• **SOURCE DOCUMENT**

============

Michael Grosvald, Department of Neurology, University of California at Irvine


This is the latest in the Routledge series of frequency-based learning
dictionaries, which already includes similar titles for Spanish, German,
Portuguese, French, American English and Mandarin Chinese, with another for
Arabic on its way. The aim of these books is to help language students develop
their vocabulary efficiently by enabling them to focus on the most frequently
used words. The benefit of such an approach to vocabulary learning is made clear
in the preface to the series, where it is noted that as much as 95 percent of a
typical text in English consists of the four to five thousand most frequent
words. Similarly, as much as 85 percent of spoken English consists of just one
thousand common words (Nation, 1990). Therefore, learners of a language can in
principle make rapid early progress in written and spoken communication by
focusing selectively on a relatively small set of words, as long as they know
which words to target.

The main body of this frequency dictionary is a list of the 5000 most common
Czech words, as determined by statistical analysis of a 100-million-word corpus.
As discussed in the book's introduction, this corpus was drawn from material
representing both written and spoken sources. Although this material was much
more heavily weighted toward written than spoken language sources, frequency
values drawn from different source categories have been normalized and weighted
to create generalized frequency rankings for the main word list that reflect a
more even balance.

============

• **EXERCISE DATA**
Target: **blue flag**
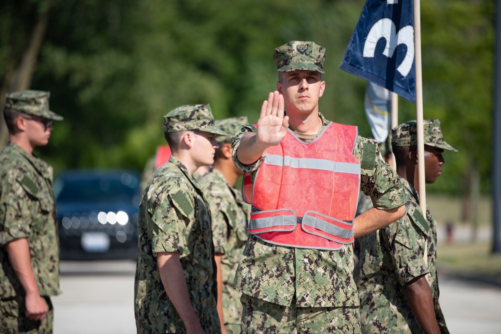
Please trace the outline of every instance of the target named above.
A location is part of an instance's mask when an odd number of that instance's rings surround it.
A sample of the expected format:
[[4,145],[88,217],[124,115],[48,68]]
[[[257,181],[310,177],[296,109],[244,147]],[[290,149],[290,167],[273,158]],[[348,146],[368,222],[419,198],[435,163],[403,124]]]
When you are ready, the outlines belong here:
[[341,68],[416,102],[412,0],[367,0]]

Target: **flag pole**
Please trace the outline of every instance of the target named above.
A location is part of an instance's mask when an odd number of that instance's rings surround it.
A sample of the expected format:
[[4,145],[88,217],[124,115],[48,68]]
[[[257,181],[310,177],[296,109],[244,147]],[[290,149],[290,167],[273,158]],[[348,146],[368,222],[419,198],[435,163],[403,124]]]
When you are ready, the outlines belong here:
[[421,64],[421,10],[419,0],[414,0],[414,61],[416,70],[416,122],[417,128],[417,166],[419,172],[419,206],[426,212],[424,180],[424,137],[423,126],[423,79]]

============

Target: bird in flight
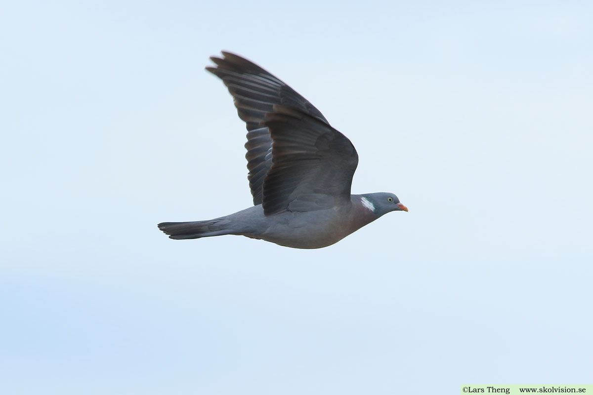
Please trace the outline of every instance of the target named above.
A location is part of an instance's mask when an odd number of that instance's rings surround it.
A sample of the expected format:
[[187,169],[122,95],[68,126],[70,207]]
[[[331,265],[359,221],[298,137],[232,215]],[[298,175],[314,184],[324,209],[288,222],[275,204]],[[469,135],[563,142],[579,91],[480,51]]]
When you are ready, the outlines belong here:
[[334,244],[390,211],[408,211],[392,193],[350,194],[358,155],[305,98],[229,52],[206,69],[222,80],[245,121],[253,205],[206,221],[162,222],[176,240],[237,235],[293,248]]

============

• **WRITTEN PROBLEM 1**
In the dictionary review, how large is the corpus used to determine the most common Czech words?
• **WRITTEN PROBLEM 2**
Reproduce the entries starting at the line containing "Target: **blue flag**" and ending at the line containing "[[341,68],[416,102],[412,0],[367,0]]", requests included, but increase every coordinate in the answer outlines by 135 and leave the format samples as they are. Omit the picture from your version.
The entries have nothing to do with the dictionary review.

• **FULL SOLUTION 1**
100 million words.

• **FULL SOLUTION 2**
Target: **blue flag**
Please trace the outline of every instance of the target named above.
A location is part of an instance's mask when an odd number of that instance's rings surround it.
A sample of the expected format:
[[4,145],[88,217],[124,115],[48,68]]
[[[257,181],[310,177],[296,109],[244,147]],[[290,149],[290,167],[273,158]],[[348,146],[368,222],[419,198],[435,163],[403,124]]]
When you are ready, the outlines belong here:
[[476,203],[551,237],[547,135],[502,135]]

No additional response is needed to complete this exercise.